▸ **Exercise prompt**
Update the listing below by replacing every "Place a marker" with "Put a point" and leaving everything else unchanged. Omit the pictures from your version.

───── Data shown ─────

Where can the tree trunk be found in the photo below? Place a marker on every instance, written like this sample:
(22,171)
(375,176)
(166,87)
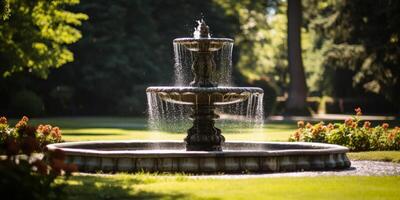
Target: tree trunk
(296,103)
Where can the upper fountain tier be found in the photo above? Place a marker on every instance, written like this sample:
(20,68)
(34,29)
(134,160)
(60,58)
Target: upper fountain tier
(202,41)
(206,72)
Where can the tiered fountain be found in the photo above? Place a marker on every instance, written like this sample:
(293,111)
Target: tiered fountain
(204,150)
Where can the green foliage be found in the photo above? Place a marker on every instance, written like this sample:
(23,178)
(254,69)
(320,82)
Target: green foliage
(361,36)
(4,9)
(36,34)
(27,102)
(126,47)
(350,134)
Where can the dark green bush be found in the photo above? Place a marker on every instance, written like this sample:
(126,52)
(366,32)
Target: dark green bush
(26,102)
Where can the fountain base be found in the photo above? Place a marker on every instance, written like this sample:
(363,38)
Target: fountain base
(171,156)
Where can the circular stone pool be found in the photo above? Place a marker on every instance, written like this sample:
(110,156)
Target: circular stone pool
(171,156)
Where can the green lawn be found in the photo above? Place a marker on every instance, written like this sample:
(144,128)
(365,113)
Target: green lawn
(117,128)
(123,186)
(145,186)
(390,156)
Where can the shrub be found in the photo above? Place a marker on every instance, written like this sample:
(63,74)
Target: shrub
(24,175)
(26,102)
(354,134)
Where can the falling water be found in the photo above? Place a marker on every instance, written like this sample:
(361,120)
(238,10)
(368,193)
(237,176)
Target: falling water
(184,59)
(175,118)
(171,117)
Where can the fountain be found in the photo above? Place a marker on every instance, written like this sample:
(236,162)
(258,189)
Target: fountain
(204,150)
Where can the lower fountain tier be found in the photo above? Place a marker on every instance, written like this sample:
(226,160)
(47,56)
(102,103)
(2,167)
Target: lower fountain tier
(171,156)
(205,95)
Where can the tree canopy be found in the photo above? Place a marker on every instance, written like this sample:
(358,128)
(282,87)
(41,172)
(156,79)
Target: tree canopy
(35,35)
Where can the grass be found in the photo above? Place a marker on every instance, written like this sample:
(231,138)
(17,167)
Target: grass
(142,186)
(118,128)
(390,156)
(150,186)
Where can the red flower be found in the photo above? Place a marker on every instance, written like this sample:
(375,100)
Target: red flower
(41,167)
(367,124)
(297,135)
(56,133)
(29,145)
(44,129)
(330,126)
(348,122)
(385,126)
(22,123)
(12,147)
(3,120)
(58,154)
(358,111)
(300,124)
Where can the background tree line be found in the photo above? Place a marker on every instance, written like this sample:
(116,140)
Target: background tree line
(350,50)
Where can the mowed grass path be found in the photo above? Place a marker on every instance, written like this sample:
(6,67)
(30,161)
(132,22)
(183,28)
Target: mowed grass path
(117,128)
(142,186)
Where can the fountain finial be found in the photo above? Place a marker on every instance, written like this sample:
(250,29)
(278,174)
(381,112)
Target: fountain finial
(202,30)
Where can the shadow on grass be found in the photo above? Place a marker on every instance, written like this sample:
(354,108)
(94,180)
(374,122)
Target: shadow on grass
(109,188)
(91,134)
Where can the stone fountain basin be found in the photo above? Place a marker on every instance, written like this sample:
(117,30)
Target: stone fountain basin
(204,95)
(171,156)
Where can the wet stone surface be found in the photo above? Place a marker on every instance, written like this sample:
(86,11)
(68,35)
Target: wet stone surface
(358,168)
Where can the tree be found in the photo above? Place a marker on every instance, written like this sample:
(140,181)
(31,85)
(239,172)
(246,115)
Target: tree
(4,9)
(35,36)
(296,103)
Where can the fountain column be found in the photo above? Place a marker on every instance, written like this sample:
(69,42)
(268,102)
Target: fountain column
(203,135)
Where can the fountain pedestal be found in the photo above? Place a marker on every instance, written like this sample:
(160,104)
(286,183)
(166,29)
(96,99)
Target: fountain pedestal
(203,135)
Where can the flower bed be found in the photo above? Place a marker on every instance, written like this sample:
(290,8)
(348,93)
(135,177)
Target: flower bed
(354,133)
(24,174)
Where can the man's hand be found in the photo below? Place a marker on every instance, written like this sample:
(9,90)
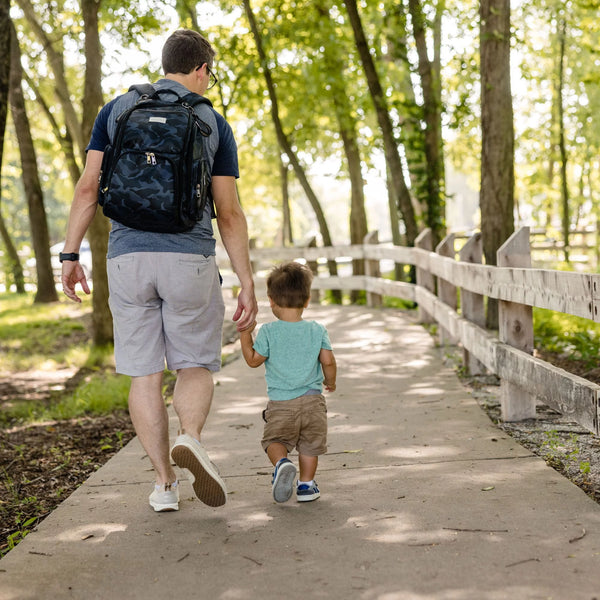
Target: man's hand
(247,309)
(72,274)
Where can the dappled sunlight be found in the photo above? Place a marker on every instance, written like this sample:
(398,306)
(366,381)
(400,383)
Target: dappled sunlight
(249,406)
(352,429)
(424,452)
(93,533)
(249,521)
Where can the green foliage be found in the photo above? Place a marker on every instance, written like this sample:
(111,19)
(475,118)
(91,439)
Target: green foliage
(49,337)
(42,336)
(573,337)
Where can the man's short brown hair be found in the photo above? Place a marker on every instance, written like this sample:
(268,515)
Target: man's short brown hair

─────

▸ **Answer below**
Where can the tree trunk be found in the photo below? Put a point on every instance, written like this sample:
(22,171)
(375,176)
(166,87)
Target: tree trunk
(296,103)
Where can the upper fountain tier be found in the photo above? Put a point on every instance, written like this sample:
(20,68)
(34,29)
(134,160)
(60,58)
Target: upper fountain tier
(202,41)
(206,72)
Where can the tiered fountain be found in the photo above? Put a point on every instance, written like this sample:
(293,111)
Target: tiered fountain
(204,150)
Where can the green foliage be found in the photo above? Put a point on every instance, written like this sample:
(23,178)
(254,69)
(320,82)
Target: green foliage
(361,36)
(4,9)
(36,34)
(27,102)
(126,47)
(350,134)
Where can the dark green bush be found in the photo above? Put a point on every instance, written like this sample:
(126,52)
(366,32)
Target: dark green bush
(26,102)
Where can the fountain base be found in the photo above? Put a point on every instance, written like this sample:
(363,38)
Target: fountain base
(171,156)
Where can the circular stone pool be found in the photo above? Put a point on every instance, written like this sample:
(110,156)
Target: circular stone pool
(171,156)
Where can the green lawn be found in the photo above? Put a point on every instance, written like this sample:
(144,128)
(365,113)
Target: green lawn
(117,128)
(123,186)
(145,186)
(390,156)
Where can the shrub be found in the photo above? Put a point on every instance, written like this sample:
(63,74)
Target: shrub
(24,175)
(26,102)
(354,134)
Where can the falling water be found in the photo above? Put a point on every instance, written like this sample:
(361,120)
(238,10)
(368,193)
(237,176)
Target: falling water
(184,59)
(175,118)
(171,117)
Where can the fountain be found in the photo above? Put a point on every instance, written like this sample:
(236,162)
(258,189)
Target: fountain
(204,150)
Where can the lower fountain tier be found in the photo above? Put a point on every instance, written like this sample:
(226,160)
(47,56)
(102,103)
(2,167)
Target: lower fountain tier
(171,156)
(205,95)
Where can the tree canopy be found in the photo above? Put a point on every instance, written like this sample:
(358,128)
(282,87)
(41,172)
(156,79)
Target: tree canopy
(35,35)
Where can the grass be found in the photo above? Put a point on every instance, written like this sample:
(231,138)
(17,167)
Target: grass
(142,186)
(118,128)
(390,156)
(150,186)
Where can the red flower be found in the photo above? Put a point on every instance, written like this sample:
(375,100)
Target: red flower
(41,167)
(367,124)
(297,135)
(56,133)
(29,145)
(44,129)
(330,126)
(348,122)
(385,126)
(22,123)
(12,147)
(3,120)
(58,154)
(358,111)
(300,124)
Where can the background tree line be found in the photo above? Put a point on every instance, written like this sample:
(116,140)
Target: background tree line
(350,50)
Where can the mowed grass path be found in the photo above? Put a point on every instance, written like this sample:
(6,67)
(30,161)
(132,22)
(183,28)
Target: mowed grass path
(117,128)
(142,186)
Where can the fountain finial be found in the photo above? Put a point on every instance, written like this sample:
(250,29)
(278,174)
(381,112)
Target: fountain finial
(202,30)
Where can the shadow on grass be found in the photo above? Put a point on every instance, written like this sample:
(354,108)
(94,180)
(374,122)
Target: shadow on grass
(109,188)
(91,134)
Where can the stone fountain basin be found in the photo above? Put a point on every instance, written like this sample:
(117,30)
Target: stone fountain basin
(204,95)
(171,156)
Where can the wet stone surface be found in the photo above? Put a point on every instance, written like this sample:
(86,11)
(68,35)
Target: wet stone surface
(358,168)
Where can the tree be found in the photo above? Put a point on every instance, written like this sample:
(140,181)
(31,85)
(239,172)
(246,115)
Target: tree
(4,9)
(35,36)
(296,103)
Where can the fountain column be found in the photo above? Put a point on every instance, written like this sample:
(69,42)
(268,102)
Target: fountain column
(203,135)
Where can the fountain pedestal be found in the photo above? Put a point on every instance, written like this sample:
(160,104)
(286,183)
(166,29)
(96,99)
Target: fountain pedestal
(203,135)
Where can the flower bed be found in the photo above? Put a point on every instance, written like this sample:
(290,8)
(348,93)
(135,177)
Target: flower bed
(354,133)
(24,174)
Where can the man's hand be found in the photo below? Put a point on every instance, written like this sample:
(9,90)
Target: man's hand
(247,309)
(72,274)
Where can the dappled sunlight be found in the photo above? Put a point on every instance, written like this sample:
(398,306)
(366,381)
(400,383)
Target: dappled sunlight
(249,406)
(352,429)
(424,452)
(93,533)
(249,521)
Where can the green foliage be found in the photo above? Put a point on every instance, written like this sample:
(111,19)
(475,118)
(91,439)
Target: green foliage
(49,337)
(42,336)
(573,337)
Where can the man's short brown hair be found in the photo above? Put a point on every instance, written like this sample:
(268,515)
Target: man's short brown hair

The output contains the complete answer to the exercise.